# EXERCISE INSTRUCTIONS:
Give the total number of lines in the data below that include "tower", and nothing else.

*** RECORDS FOR THE TASK Section Begins ***

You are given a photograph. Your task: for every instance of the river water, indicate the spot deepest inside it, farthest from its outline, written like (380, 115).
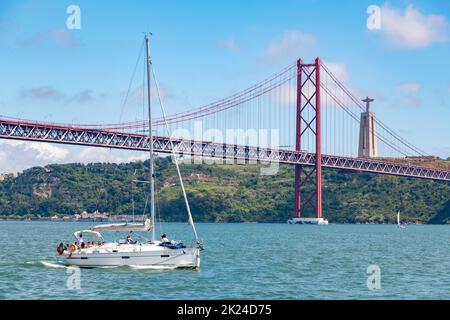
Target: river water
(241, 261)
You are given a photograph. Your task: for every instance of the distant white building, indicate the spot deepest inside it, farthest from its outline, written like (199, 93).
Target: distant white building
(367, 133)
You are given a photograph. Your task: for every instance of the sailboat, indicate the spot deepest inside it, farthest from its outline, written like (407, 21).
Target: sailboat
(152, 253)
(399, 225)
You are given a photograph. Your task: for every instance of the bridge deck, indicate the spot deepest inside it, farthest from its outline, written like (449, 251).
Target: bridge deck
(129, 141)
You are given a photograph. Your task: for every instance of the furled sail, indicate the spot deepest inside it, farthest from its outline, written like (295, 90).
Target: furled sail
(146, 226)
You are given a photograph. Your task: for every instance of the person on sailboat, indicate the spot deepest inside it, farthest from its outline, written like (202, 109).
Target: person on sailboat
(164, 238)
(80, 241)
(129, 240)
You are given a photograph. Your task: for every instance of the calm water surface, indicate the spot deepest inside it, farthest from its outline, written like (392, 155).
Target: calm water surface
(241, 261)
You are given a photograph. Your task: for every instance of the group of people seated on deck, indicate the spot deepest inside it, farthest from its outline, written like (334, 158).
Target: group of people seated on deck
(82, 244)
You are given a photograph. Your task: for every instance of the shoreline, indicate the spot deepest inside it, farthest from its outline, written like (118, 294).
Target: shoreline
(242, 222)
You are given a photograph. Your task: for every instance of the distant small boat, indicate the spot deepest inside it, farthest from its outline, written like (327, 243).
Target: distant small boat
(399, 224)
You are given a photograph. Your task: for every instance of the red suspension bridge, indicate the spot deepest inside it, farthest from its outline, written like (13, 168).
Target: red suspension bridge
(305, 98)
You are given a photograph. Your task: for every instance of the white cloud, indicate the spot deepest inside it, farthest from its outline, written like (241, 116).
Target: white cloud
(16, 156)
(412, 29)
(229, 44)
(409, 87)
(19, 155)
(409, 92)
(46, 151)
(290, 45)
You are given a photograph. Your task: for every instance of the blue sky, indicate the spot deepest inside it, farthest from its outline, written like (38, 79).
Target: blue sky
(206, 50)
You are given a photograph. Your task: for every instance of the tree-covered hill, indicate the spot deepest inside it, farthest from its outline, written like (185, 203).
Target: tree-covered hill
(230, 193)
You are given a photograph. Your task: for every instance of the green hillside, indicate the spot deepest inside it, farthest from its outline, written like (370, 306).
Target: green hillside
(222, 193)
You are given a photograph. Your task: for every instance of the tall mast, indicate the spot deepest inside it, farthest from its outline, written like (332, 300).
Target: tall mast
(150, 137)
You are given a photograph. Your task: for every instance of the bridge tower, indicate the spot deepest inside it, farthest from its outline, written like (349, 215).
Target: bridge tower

*** RECORDS FOR THE TASK Section Ends ***

# SOLUTION TO THE EXERCISE:
2